- Consigne 1 -
Recopiez fidèlement un passage du texte sur Montpellier Danse : commencez aux mots contenant "MONTPELLIER – UN" et arrêtez-vous après "les pouvoirs publics.".
- Consigne 2 -
Selon le texte sur Montpellier Danse, de quelle double volonté le festival découle-t-il à sa naissance en 1981 ? Répondez en une à trois phrases.
- Consigne 3 -
D'après le texte sur Montpellier Danse, quelle part de la fréquentation publique les populations environnantes représentent-elles ?

- Texte présenté -
----

MONTPELLIER – UN QUART DE SIÈCLE DE DANSE

Lorsque le festival Montpellier Danse voit le jour en juillet 1981, il découle d’une double volonté. D’une part celle de Georges Frêche, nouveau maire d’une ville qu’il secoue vigoureusement pour en faire une métropole qui rayonne au présent. D’autre part celle de Dominique Bagouet, à peine installé dans cette ville, pour y créer un Centre chorégraphique conforme à la non moins vigoureuse décentralisation de la vie chorégraphique impulsée par les pouvoirs publics.
Tout le développement de Montpellier Danse se conçoit dans ce double principe d’origine : cette manifestation est chevillée au mouvement bouillonnant de la Nouvelle danse (et ses prolongements), tandis qu’elle entretient une fidélité clairement assumée à un projet politique. Ceci non sans acuité, lorsqu’à la fin des années 90 il lui faut résister aux assauts hostiles d’une présidence régionale du Languedoc-Roussillon pactisant avec l’extrême-droite ; et non sans implication directe lorsque le maire de Montpellier appelle pour quelques années dans son cabinet le directeur du festival, Jean-Paul Montanari.
Celui-ci avait rejoint Montpellier au côté de Dominique Bagouet, qui lui confia très vite la direction du nouveau festival. Jean-Paul Montanari a dès lors forgé un modèle de manifestation de niveau pleinement international, dont l’acuité artistique attire certaines années jusqu’à plus de mille artistes, journalistes et professionnels, en même temps que très profondément inscrite dans le développement culturel au cœur des populations environnantes. Ces dernières continuent de représenter les quatre cinquièmes de la fréquentation publique.

----

- Données fournies -
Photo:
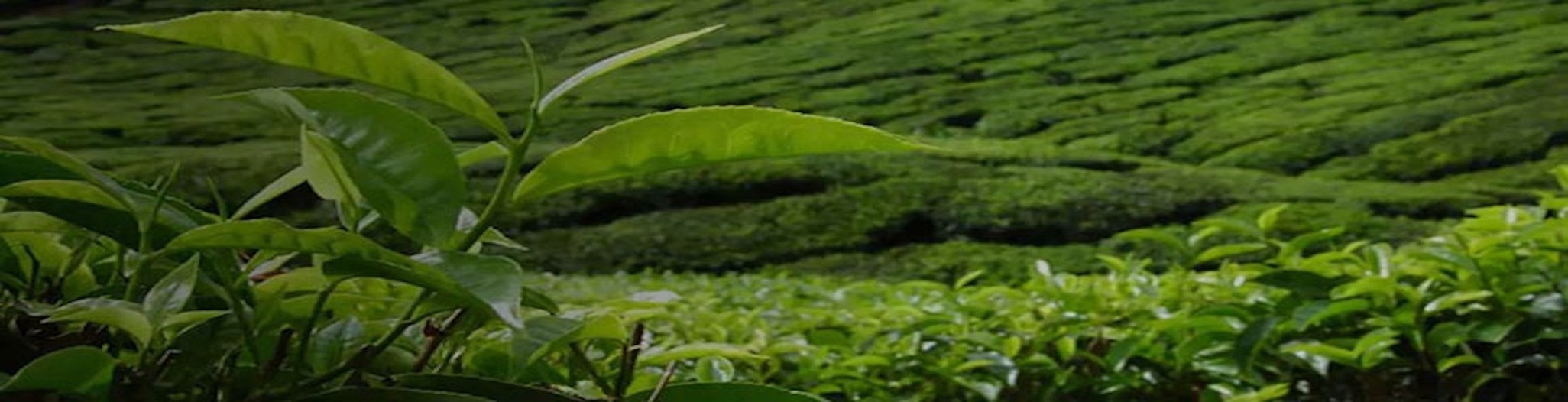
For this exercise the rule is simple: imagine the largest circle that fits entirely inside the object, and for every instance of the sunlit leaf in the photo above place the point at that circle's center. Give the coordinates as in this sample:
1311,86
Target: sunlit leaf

----

- Réponse attendue 1 -
MONTPELLIER – UN QUART DE SIÈCLE DE DANSE

Lorsque le festival Montpellier Danse voit le jour en juillet 1981, il découle d’une double volonté. D’une part celle de Georges Frêche, nouveau maire d’une ville qu’il secoue vigoureusement pour en faire une métropole qui rayonne au présent. D’autre part celle de Dominique Bagouet, à peine installé dans cette ville, pour y créer un Centre chorégraphique conforme à la non moins vigoureuse décentralisation de la vie chorégraphique impulsée par les pouvoirs publics.

- Réponse attendue 2 -
Le festival découle d'abord de la volonté de Georges Frêche, nouveau maire, de secouer vigoureusement sa ville pour en faire une métropole qui rayonne au présent. Il répond aussi à celle de Dominique Bagouet, à peine installé à Montpellier, d'y créer un Centre chorégraphique conforme à la décentralisation de la vie chorégraphique impulsée par les pouvoirs publics.

- Réponse attendue 3 -
Les quatre cinquièmes.